* Task: In the listing below, copy out word for word the lines starting at the one containing "Keep to two rules. Tag each instance of the carved" and ending at the one containing "x=381 y=517", both included.

* Records supplied:
★ ★ ★ ★

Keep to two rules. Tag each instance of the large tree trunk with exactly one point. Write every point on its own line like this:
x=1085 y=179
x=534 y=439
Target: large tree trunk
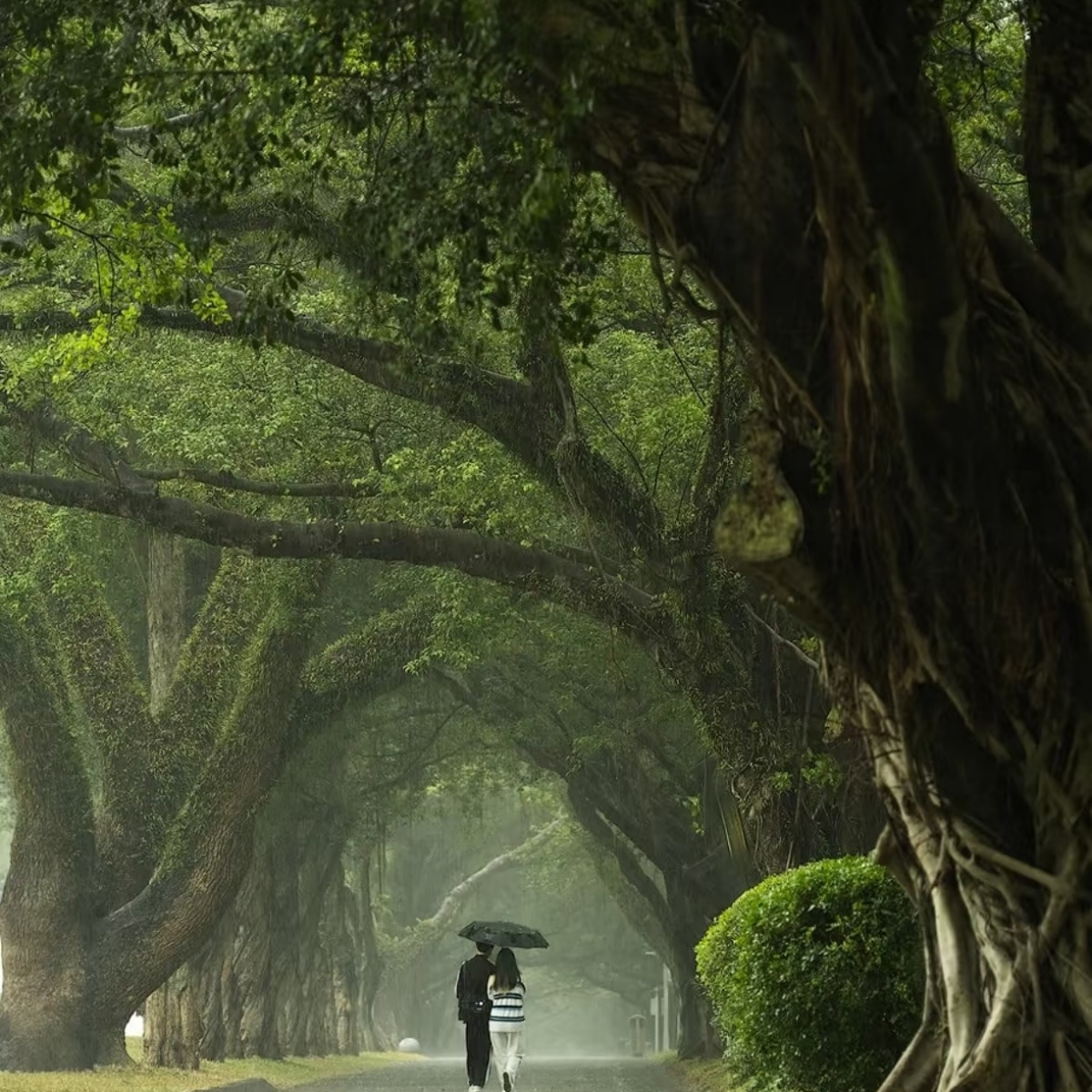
x=921 y=485
x=173 y=1014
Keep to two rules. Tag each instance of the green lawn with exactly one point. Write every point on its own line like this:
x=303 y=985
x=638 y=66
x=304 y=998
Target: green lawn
x=282 y=1075
x=705 y=1075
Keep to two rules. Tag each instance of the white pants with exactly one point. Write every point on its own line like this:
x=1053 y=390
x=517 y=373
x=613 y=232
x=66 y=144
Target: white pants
x=507 y=1053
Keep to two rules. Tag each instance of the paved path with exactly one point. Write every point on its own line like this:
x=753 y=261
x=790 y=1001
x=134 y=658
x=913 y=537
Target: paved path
x=538 y=1075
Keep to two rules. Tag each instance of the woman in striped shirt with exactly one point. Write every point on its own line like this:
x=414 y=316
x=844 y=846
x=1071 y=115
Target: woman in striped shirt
x=506 y=1018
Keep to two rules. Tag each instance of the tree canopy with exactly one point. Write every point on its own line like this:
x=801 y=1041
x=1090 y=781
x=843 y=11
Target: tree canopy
x=880 y=208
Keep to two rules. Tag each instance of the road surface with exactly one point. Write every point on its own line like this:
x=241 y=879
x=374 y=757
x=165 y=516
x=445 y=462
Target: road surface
x=539 y=1075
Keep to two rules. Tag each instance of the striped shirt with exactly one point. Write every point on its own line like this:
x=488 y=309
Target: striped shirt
x=507 y=1011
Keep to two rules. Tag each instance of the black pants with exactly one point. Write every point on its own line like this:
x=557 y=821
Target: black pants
x=478 y=1049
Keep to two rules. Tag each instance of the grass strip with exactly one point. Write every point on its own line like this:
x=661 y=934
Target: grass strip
x=282 y=1075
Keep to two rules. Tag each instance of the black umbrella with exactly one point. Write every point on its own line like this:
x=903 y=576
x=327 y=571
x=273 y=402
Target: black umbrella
x=503 y=935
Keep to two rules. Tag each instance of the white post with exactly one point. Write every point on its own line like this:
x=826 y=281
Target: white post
x=667 y=1008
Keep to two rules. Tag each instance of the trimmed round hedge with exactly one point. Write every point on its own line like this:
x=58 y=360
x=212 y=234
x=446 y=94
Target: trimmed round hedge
x=814 y=976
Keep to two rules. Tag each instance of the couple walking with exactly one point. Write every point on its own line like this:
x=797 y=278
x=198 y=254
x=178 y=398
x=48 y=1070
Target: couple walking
x=490 y=1004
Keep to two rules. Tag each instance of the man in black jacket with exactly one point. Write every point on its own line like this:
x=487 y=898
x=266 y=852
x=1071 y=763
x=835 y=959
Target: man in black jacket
x=474 y=1011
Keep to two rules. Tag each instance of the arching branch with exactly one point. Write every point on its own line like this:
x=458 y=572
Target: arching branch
x=571 y=583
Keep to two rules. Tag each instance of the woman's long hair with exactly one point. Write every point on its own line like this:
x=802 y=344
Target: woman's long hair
x=507 y=971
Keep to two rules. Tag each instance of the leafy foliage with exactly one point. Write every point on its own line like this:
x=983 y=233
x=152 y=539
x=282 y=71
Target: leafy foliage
x=814 y=976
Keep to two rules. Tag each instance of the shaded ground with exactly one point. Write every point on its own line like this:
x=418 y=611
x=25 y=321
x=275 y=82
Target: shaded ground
x=539 y=1075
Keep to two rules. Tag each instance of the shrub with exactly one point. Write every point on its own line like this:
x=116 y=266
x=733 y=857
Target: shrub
x=814 y=977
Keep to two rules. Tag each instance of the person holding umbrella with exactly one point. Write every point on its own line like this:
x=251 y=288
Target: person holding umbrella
x=473 y=999
x=489 y=935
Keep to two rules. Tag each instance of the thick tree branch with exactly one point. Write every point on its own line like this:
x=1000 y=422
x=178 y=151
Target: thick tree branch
x=569 y=583
x=511 y=412
x=628 y=865
x=207 y=852
x=81 y=446
x=228 y=480
x=178 y=123
x=425 y=933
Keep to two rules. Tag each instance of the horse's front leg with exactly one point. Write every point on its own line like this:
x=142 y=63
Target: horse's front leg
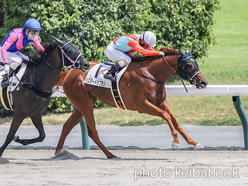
x=37 y=121
x=73 y=120
x=177 y=126
x=15 y=124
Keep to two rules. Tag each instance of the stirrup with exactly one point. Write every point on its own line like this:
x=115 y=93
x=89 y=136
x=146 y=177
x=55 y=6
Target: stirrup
x=5 y=84
x=109 y=76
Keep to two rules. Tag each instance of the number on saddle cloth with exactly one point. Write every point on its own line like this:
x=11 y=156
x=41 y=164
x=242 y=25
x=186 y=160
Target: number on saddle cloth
x=108 y=63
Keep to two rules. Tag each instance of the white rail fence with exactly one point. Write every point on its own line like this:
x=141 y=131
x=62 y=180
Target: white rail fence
x=178 y=90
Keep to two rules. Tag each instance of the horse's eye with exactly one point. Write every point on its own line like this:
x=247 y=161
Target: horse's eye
x=189 y=67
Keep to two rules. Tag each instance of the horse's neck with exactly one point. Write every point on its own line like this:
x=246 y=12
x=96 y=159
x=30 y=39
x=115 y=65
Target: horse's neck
x=162 y=69
x=45 y=75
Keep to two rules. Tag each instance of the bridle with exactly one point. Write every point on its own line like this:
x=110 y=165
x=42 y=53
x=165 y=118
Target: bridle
x=75 y=63
x=183 y=73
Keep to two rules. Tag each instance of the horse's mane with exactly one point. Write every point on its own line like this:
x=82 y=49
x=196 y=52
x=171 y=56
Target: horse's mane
x=37 y=58
x=168 y=52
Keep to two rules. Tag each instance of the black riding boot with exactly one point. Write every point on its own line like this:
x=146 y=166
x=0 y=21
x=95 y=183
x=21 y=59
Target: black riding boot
x=111 y=72
x=5 y=81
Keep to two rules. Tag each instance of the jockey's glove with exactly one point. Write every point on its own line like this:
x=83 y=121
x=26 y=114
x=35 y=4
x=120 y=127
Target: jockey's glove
x=6 y=67
x=162 y=53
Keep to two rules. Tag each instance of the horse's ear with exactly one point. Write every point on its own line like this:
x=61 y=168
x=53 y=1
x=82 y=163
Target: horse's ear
x=59 y=42
x=190 y=50
x=181 y=52
x=66 y=38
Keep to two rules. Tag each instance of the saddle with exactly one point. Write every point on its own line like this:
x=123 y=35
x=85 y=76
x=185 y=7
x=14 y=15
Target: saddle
x=95 y=78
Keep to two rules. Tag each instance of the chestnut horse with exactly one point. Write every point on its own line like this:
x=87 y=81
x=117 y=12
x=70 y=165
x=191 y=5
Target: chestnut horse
x=142 y=89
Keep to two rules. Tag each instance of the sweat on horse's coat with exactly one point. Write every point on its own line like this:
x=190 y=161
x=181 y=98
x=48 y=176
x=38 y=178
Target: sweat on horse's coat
x=141 y=92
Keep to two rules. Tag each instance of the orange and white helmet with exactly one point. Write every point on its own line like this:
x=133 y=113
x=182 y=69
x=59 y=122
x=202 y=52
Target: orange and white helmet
x=149 y=38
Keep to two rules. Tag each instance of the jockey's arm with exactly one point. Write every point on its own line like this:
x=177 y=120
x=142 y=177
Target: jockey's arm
x=12 y=38
x=136 y=47
x=38 y=45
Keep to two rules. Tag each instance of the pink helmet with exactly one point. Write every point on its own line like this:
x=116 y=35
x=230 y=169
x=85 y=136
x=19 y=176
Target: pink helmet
x=149 y=38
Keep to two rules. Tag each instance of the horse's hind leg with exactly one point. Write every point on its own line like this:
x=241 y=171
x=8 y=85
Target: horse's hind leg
x=37 y=121
x=87 y=110
x=73 y=120
x=16 y=122
x=164 y=111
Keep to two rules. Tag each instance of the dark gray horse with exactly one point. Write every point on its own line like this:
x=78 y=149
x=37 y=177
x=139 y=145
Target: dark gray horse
x=33 y=93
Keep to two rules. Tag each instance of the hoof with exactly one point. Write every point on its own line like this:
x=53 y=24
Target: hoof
x=61 y=152
x=198 y=146
x=175 y=146
x=15 y=138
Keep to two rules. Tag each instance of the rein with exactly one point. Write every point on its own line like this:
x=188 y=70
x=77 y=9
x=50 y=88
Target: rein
x=75 y=63
x=154 y=80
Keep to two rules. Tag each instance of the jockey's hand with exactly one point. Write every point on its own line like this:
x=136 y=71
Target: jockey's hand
x=6 y=67
x=162 y=53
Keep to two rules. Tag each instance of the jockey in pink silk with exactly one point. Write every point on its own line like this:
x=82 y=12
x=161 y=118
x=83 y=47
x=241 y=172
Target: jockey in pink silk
x=15 y=41
x=121 y=48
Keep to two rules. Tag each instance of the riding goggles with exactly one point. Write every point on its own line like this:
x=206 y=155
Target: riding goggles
x=34 y=32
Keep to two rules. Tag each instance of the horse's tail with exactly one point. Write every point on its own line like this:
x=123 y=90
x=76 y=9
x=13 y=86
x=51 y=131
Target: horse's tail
x=61 y=78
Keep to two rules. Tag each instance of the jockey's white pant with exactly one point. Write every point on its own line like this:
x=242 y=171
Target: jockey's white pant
x=116 y=55
x=13 y=57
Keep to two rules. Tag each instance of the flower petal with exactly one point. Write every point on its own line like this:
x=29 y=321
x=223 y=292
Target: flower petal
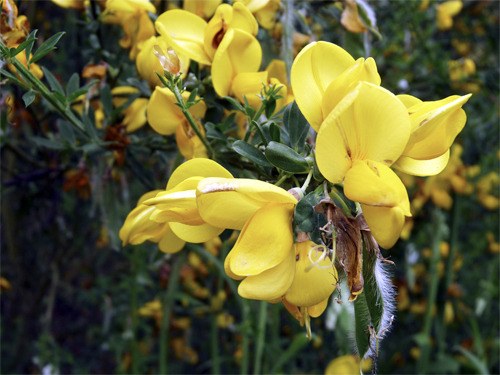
x=195 y=233
x=362 y=70
x=314 y=68
x=249 y=85
x=229 y=203
x=169 y=242
x=375 y=184
x=422 y=167
x=318 y=309
x=436 y=125
x=369 y=123
x=385 y=223
x=264 y=242
x=238 y=52
x=313 y=283
x=184 y=31
x=197 y=167
x=270 y=284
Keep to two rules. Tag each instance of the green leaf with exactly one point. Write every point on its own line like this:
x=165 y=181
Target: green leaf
x=24 y=45
x=274 y=132
x=305 y=218
x=283 y=157
x=296 y=126
x=81 y=91
x=29 y=47
x=66 y=131
x=53 y=82
x=73 y=84
x=29 y=97
x=251 y=153
x=12 y=77
x=235 y=103
x=107 y=100
x=47 y=46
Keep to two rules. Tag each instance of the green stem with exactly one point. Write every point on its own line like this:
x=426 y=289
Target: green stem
x=215 y=345
x=245 y=308
x=167 y=306
x=287 y=37
x=261 y=335
x=438 y=229
x=334 y=194
x=134 y=314
x=191 y=121
x=38 y=85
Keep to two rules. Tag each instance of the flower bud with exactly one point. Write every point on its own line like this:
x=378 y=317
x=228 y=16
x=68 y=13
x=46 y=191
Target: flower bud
x=169 y=62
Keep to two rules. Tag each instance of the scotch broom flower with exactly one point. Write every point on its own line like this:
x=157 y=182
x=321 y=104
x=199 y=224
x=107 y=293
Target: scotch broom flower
x=434 y=127
x=263 y=256
x=148 y=65
x=322 y=74
x=227 y=42
x=177 y=204
x=139 y=227
x=357 y=143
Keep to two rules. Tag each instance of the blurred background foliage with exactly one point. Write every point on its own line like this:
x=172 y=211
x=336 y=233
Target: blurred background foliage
x=74 y=301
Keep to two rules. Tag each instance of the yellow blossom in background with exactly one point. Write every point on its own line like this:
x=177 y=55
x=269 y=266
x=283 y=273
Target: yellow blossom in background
x=434 y=127
x=350 y=18
x=149 y=66
x=227 y=42
x=202 y=8
x=445 y=13
x=438 y=188
x=265 y=11
x=166 y=118
x=250 y=85
x=72 y=4
x=133 y=16
x=139 y=227
x=487 y=188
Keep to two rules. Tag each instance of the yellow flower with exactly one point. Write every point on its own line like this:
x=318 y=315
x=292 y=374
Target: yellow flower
x=315 y=278
x=434 y=127
x=139 y=227
x=358 y=141
x=486 y=187
x=133 y=16
x=350 y=18
x=322 y=74
x=170 y=217
x=250 y=85
x=263 y=256
x=166 y=118
x=177 y=205
x=148 y=65
x=445 y=13
x=227 y=42
x=71 y=4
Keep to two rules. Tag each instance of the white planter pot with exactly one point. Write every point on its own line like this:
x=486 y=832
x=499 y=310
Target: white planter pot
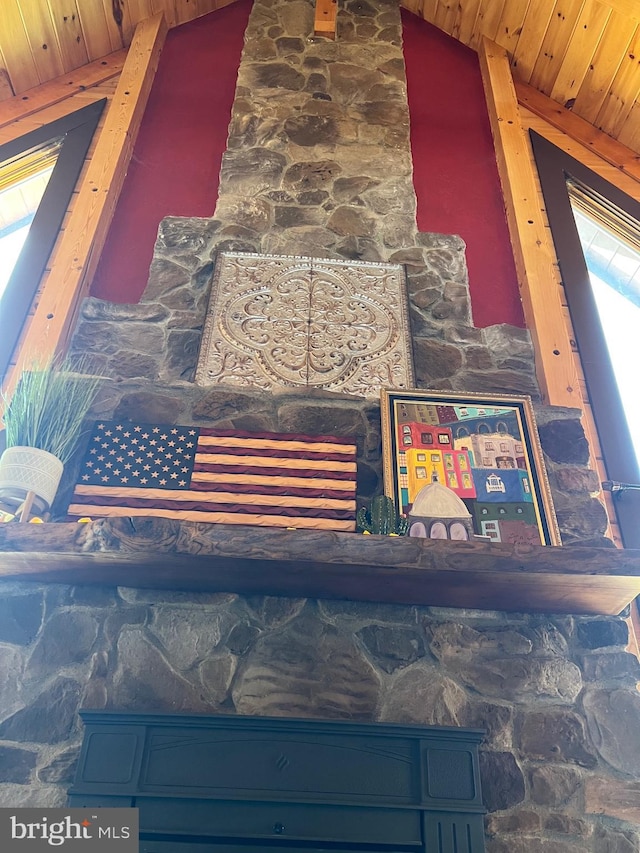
x=28 y=469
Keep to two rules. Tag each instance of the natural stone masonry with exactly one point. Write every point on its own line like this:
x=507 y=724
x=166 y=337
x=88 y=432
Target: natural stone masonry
x=556 y=695
x=319 y=165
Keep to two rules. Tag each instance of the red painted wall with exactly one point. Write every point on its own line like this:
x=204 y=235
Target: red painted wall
x=176 y=162
x=454 y=166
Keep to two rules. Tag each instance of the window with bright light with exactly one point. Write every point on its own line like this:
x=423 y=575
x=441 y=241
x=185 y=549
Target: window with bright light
x=38 y=174
x=596 y=232
x=23 y=181
x=611 y=247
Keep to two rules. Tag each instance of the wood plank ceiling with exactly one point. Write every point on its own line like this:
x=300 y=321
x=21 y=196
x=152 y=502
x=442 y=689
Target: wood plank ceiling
x=585 y=54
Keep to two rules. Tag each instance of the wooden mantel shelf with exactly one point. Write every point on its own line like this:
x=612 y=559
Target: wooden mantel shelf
x=175 y=555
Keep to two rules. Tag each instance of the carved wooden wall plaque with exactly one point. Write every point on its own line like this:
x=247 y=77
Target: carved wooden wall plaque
x=277 y=321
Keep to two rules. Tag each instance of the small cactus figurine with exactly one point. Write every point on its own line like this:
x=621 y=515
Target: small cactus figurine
x=381 y=517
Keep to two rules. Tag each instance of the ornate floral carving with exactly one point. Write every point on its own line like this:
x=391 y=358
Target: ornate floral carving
x=290 y=321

★ ★ ★ ★

* Correct result:
Keep to two rules. Tag each instance of the carved wooden wall plaque with exactly one point. Write every point on its own line like this:
x=247 y=77
Target: carved wooden wall plaque
x=277 y=321
Keep to two rules. Tag each instance of the small cactus figurine with exactly one point. Write every point on its own line like this:
x=621 y=515
Target: small cactus figurine
x=381 y=517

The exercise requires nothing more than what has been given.